* **Dataset**:
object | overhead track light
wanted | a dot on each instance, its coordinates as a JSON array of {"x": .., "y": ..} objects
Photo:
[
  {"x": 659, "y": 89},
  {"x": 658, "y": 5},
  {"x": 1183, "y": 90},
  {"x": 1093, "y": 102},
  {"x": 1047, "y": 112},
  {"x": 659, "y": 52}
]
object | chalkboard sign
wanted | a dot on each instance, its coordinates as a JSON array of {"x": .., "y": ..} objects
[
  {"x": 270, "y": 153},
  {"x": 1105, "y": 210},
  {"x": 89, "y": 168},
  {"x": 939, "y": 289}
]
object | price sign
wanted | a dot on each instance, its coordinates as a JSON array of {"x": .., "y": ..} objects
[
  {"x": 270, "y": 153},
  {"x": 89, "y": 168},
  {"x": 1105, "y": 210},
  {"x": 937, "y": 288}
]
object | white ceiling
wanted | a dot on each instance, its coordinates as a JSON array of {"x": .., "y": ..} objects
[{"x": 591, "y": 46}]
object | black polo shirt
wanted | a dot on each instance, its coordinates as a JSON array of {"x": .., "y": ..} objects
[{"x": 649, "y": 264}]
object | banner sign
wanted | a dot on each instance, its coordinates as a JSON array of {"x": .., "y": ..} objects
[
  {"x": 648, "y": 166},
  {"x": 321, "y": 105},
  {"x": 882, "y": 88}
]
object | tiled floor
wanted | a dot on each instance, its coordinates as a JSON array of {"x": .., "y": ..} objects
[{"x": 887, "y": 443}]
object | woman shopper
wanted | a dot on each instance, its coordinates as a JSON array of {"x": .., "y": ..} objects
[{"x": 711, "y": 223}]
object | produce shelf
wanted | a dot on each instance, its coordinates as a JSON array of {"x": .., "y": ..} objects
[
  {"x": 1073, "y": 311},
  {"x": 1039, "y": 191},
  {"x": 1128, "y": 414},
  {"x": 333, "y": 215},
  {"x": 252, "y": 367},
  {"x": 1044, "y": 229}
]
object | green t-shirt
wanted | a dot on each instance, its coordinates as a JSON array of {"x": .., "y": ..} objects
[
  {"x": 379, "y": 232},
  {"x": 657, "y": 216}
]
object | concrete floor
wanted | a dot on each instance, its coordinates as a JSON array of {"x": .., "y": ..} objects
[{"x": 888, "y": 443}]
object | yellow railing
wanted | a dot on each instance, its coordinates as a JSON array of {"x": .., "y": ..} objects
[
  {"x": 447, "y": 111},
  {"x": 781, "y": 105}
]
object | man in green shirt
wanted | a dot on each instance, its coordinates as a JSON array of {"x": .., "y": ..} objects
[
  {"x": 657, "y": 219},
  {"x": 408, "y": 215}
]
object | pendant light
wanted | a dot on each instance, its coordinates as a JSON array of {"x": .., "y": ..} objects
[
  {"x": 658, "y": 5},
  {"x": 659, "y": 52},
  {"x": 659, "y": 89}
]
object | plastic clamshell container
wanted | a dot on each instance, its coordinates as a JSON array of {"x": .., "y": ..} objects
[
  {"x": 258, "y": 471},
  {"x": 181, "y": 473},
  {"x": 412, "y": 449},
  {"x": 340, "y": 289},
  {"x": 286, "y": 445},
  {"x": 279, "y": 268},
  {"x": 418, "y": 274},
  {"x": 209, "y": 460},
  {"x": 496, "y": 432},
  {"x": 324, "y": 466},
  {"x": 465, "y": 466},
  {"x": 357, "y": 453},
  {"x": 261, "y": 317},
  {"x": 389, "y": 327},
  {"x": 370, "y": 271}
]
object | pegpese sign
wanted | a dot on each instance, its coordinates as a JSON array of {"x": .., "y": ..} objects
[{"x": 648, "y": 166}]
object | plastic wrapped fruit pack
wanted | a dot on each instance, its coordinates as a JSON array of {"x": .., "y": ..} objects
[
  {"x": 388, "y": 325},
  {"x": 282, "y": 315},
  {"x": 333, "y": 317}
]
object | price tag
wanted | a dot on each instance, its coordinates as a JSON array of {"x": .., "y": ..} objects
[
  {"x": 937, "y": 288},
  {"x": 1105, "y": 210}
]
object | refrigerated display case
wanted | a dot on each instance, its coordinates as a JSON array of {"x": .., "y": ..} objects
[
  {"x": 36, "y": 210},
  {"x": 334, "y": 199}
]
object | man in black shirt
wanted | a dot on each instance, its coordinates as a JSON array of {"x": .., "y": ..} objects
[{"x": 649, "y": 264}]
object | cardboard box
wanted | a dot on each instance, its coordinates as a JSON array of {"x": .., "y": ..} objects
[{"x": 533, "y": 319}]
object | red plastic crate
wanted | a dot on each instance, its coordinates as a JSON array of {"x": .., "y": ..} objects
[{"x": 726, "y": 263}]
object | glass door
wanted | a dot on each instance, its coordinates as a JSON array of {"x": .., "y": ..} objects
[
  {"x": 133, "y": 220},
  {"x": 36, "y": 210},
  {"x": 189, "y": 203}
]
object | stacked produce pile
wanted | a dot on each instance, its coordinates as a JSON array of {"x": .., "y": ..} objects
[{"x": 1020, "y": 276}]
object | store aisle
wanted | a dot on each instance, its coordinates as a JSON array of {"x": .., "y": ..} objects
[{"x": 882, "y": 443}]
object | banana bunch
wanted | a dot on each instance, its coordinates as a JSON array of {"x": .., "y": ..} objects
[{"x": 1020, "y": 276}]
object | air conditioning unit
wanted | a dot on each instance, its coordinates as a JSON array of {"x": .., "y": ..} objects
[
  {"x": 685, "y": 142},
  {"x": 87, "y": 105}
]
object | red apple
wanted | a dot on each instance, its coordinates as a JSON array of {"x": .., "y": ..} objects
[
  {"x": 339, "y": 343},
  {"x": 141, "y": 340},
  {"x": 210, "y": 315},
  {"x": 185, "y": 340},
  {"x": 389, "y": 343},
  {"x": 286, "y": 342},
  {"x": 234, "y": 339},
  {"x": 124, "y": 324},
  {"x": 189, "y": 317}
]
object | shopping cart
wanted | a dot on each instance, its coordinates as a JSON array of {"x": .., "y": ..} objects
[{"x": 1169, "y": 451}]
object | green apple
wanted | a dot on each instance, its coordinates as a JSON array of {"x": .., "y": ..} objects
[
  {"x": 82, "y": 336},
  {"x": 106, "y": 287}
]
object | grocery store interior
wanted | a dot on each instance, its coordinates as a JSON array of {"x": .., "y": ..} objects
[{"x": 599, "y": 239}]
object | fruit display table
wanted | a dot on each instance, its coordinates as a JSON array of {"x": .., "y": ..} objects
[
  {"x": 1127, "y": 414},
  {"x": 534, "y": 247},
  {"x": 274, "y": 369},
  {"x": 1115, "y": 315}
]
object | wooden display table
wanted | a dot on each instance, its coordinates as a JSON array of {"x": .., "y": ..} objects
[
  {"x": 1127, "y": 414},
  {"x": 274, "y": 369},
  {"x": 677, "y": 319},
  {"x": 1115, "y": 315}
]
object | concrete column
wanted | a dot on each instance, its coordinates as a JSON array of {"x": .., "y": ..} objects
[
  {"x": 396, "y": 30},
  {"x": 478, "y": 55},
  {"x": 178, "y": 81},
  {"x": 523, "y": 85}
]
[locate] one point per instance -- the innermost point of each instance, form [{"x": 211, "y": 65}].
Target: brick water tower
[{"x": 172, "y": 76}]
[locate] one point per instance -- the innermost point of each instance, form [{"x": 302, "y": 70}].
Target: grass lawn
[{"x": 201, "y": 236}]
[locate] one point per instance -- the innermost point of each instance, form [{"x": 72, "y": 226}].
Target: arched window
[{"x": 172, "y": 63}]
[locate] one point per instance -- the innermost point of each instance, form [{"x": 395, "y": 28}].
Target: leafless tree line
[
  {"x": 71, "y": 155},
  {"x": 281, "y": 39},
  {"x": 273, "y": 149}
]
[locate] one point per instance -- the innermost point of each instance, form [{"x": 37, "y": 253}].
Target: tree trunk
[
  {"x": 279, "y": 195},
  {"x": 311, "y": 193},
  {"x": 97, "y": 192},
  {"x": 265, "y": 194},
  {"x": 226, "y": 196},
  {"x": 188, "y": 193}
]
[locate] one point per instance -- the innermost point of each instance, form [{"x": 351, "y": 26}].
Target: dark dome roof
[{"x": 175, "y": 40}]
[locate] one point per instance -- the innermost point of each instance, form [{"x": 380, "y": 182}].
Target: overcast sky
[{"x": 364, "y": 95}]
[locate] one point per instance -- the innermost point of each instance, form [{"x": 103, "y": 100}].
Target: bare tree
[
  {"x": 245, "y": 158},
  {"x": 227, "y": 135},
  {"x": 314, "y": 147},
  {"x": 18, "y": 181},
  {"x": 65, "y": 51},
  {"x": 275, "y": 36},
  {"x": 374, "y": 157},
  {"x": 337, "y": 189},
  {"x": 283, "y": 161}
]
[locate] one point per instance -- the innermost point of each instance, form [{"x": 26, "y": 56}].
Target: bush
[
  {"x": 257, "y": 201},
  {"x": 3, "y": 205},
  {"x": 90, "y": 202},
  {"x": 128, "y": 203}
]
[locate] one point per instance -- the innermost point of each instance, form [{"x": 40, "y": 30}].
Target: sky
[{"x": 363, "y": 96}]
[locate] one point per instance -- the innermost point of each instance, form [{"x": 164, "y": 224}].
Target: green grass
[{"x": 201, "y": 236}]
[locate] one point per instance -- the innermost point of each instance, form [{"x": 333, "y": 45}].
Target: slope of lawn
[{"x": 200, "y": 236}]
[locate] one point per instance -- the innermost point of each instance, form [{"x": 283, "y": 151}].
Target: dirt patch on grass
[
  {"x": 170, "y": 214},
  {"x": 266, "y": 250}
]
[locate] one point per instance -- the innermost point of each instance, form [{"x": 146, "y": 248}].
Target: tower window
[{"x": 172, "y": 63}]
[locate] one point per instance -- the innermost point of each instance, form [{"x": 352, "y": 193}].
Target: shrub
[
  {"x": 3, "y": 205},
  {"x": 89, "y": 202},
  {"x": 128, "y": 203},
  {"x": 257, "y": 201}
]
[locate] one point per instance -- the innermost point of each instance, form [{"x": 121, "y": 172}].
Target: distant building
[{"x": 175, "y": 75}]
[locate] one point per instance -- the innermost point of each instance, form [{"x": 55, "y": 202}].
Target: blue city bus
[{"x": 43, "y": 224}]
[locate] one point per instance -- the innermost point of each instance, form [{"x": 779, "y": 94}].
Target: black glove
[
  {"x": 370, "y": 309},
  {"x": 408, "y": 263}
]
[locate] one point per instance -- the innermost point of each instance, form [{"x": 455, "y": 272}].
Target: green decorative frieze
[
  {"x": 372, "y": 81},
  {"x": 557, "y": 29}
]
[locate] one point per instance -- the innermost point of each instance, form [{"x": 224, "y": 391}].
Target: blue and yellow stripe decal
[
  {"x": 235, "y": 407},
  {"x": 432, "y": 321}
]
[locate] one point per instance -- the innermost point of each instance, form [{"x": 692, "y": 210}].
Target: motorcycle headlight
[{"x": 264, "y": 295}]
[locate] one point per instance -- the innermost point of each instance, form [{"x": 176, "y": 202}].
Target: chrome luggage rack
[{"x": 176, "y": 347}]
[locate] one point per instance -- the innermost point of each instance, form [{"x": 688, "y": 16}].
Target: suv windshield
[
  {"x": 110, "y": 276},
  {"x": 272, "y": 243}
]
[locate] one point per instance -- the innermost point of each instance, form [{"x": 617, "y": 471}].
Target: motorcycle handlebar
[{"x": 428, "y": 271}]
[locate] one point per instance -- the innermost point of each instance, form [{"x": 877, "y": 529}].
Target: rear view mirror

* **Work item**:
Among the records, find every line holding the word "sign" and copy it.

* **Problem solution**:
object | chalkboard sign
object | price sign
object | banner sign
object | pegpese sign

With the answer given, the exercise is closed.